== Dados fornecidos ==

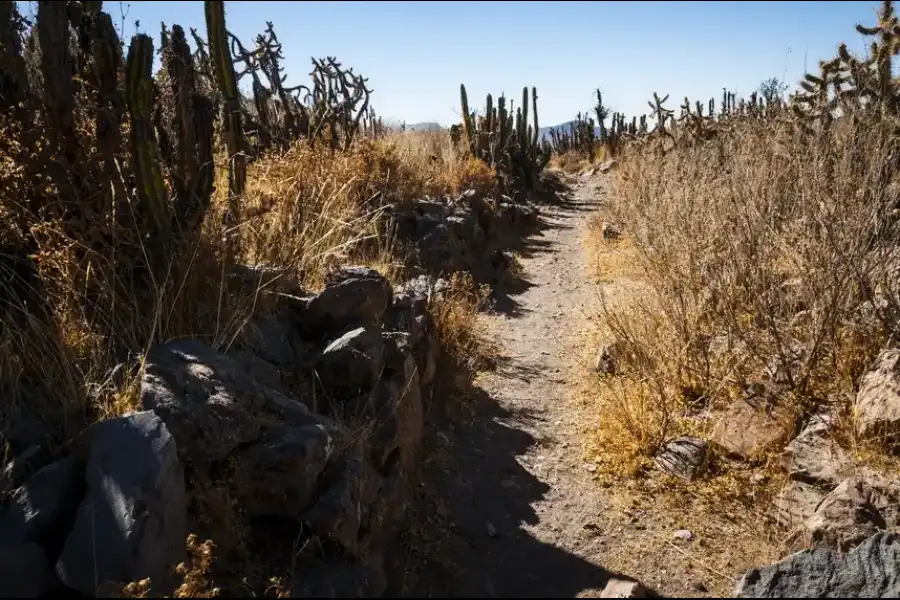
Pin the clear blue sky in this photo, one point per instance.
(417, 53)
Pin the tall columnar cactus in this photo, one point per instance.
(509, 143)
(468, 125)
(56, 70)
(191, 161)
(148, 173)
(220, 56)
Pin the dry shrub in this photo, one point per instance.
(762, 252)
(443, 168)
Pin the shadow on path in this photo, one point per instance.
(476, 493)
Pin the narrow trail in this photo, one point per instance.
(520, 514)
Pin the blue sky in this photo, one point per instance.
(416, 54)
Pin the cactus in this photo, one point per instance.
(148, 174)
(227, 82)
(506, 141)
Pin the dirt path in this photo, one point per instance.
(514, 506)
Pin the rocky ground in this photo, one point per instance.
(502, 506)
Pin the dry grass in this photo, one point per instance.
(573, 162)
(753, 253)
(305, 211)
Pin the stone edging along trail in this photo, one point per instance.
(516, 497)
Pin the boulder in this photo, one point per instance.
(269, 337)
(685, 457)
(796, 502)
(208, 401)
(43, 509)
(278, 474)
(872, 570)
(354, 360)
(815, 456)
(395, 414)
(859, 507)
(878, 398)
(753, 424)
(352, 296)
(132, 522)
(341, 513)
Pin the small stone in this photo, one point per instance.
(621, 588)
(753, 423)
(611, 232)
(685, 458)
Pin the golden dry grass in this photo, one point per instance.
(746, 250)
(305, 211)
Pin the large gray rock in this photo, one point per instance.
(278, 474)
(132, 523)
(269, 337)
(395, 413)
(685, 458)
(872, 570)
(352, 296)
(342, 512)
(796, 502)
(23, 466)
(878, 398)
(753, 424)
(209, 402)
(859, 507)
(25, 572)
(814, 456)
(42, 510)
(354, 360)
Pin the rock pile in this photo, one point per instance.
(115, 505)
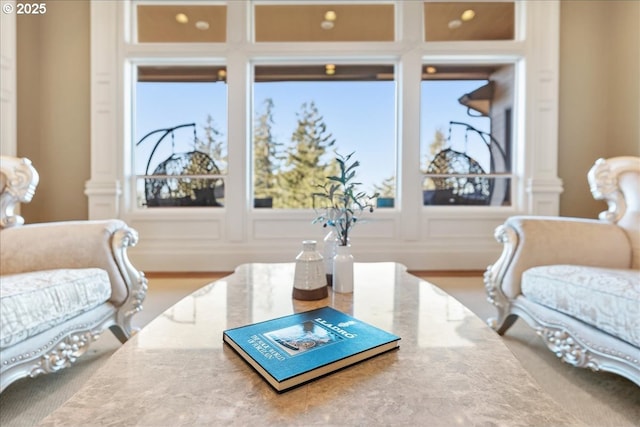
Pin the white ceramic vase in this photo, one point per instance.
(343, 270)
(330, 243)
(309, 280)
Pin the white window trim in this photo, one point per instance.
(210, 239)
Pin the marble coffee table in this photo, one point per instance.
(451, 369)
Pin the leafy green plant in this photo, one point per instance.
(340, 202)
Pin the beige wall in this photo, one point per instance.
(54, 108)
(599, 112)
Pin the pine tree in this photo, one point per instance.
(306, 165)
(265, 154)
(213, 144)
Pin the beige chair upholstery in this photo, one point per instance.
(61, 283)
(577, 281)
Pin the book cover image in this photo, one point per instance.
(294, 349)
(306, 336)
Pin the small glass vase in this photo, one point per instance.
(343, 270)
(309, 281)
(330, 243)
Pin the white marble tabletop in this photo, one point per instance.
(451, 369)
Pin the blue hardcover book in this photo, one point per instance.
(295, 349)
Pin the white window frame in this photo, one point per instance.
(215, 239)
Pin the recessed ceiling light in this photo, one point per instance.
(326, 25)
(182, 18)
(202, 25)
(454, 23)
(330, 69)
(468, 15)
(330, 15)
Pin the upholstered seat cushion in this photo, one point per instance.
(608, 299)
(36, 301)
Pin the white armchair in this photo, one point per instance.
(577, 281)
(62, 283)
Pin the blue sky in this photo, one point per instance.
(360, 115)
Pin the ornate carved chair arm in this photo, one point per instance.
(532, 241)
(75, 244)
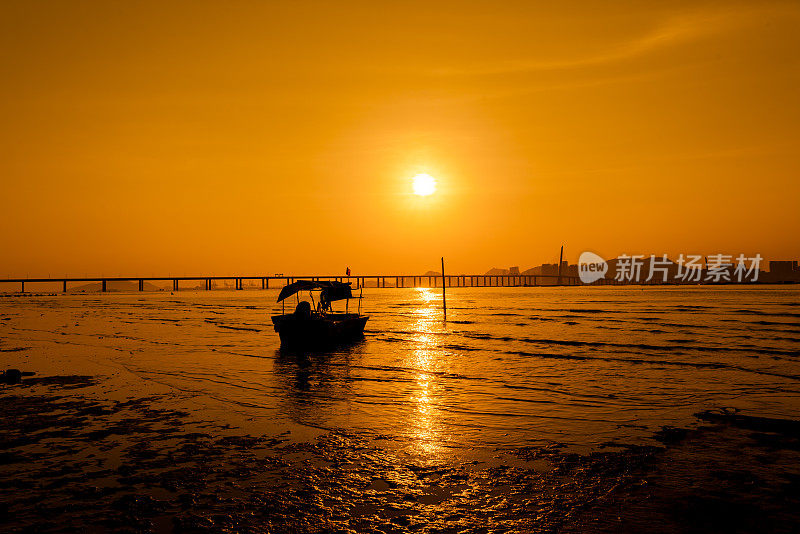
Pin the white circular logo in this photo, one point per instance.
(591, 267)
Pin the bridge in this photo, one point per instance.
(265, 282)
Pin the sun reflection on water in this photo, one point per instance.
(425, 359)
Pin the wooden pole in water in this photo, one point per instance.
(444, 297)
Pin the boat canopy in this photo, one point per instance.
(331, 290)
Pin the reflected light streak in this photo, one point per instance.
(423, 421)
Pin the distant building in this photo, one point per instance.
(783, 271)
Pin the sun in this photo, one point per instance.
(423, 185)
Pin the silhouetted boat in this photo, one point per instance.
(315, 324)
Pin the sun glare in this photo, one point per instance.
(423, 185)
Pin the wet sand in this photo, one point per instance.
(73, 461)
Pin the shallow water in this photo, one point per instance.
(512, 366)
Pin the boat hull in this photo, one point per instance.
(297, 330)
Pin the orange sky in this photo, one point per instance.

== Tarefa a realizar ==
Extraia todas as linhas do material acima e reproduza-as sem qualquer alteração, deixando as imagens de fora da resposta.

== Resultado ==
Pin the clear blue sky in this photo, one point per instance.
(417, 53)
Pin the tall columnar cactus in this photo, one point per instance.
(509, 143)
(468, 125)
(56, 70)
(191, 161)
(148, 173)
(220, 56)
Pin the dry shrub in this photo, one point per instance.
(762, 252)
(443, 168)
Pin the shadow on path in this photo, one point per instance.
(476, 493)
Pin the narrow trail in this photo, one point per instance.
(520, 514)
Pin the blue sky in this photo, one point per instance.
(416, 54)
Pin the cactus in this photo, one point per instance.
(148, 174)
(227, 82)
(506, 141)
Pin the dirt path in this photo, one point per instance.
(514, 506)
Pin the rocky ground in this photo, one point per instance.
(502, 506)
Pin the dry grass in this photo, one point per instance.
(573, 162)
(753, 253)
(305, 211)
Pin the stone edging along trail in this photo, one point per instance.
(516, 497)
Pin the boulder in this photo, one point per instance.
(269, 337)
(685, 457)
(796, 502)
(208, 401)
(43, 509)
(278, 474)
(872, 570)
(354, 360)
(815, 456)
(395, 414)
(859, 507)
(878, 398)
(753, 424)
(352, 296)
(132, 522)
(341, 513)
Pin the small stone in this photo, one point per instance.
(621, 588)
(753, 423)
(611, 232)
(685, 458)
Pin the golden dry grass in this photo, one point per instance.
(746, 250)
(305, 211)
Pin the large gray rock in this photo, one point per instance.
(278, 474)
(132, 523)
(269, 337)
(395, 413)
(685, 458)
(872, 570)
(352, 296)
(342, 512)
(796, 502)
(23, 466)
(878, 398)
(753, 424)
(209, 402)
(859, 507)
(25, 572)
(814, 456)
(42, 510)
(354, 360)
Pin the rock pile in this photo, one point per instance.
(115, 505)
Pin the white ceramic vase in this photo, one point per instance.
(343, 270)
(330, 243)
(309, 280)
Pin the white window trim in this photo, one point per instance.
(210, 239)
Pin the marble coffee table in this photo, one point per instance.
(451, 369)
Pin the leafy green plant in this photo, one point per instance.
(340, 202)
Pin the beige wall in this photo, one point per instance.
(54, 108)
(599, 112)
Pin the pine tree in this photo, one point per instance.
(306, 165)
(265, 154)
(213, 144)
Pin the beige chair upholstery in this photo, one point per instance.
(61, 283)
(577, 281)
Pin the book cover image in this photo, one point per instance.
(294, 349)
(306, 336)
Pin the small glass vase in this photo, one point per instance.
(343, 270)
(309, 281)
(330, 243)
Pin the white marble tabletop in this photo, one point per instance.
(451, 369)
Pin the blue hardcover book in this photo, one point per instance.
(295, 349)
Pin the white window frame in this photo, one point per instance.
(215, 239)
Pin the recessed ceiling light in this photo, one point per instance.
(326, 25)
(182, 18)
(202, 25)
(454, 23)
(330, 69)
(468, 15)
(330, 15)
Pin the upholstered seat cushion in this photo, one point per instance.
(608, 299)
(36, 301)
Pin the white armchair in this photo, one point per instance.
(577, 281)
(62, 283)
Pin the blue sky in this photo, one point per instance.
(360, 115)
Pin the ornate carved chair arm in this photo, one point per instance.
(532, 241)
(75, 244)
Pin the white circular logo in this photo, one point per instance.
(591, 267)
Pin the bridge in this photo, one point per instance.
(265, 282)
Pin the sun reflection on water in this photo, one point per instance.
(425, 359)
Pin the wooden pole in water in this photo, one point per instance.
(444, 297)
Pin the boat canopy in this photo, one point per instance.
(331, 290)
Pin the reflected light streak in this photo, one point per instance.
(423, 421)
Pin the distant building in this photo, one point per instance.
(783, 271)
Pin the sun in this photo, one point per instance.
(423, 185)
Pin the silhouetted boat in this photo, one point per instance.
(315, 324)
Pin the sun glare in this photo, one point per instance.
(423, 185)
Pin the wet sand in this photo, one point per instance.
(73, 461)
Pin the shallow water in this photo, one point per instance.
(512, 366)
Pin the boat hull in this photo, one point per instance.
(297, 330)
Pin the orange sky in this photo, one point per instance.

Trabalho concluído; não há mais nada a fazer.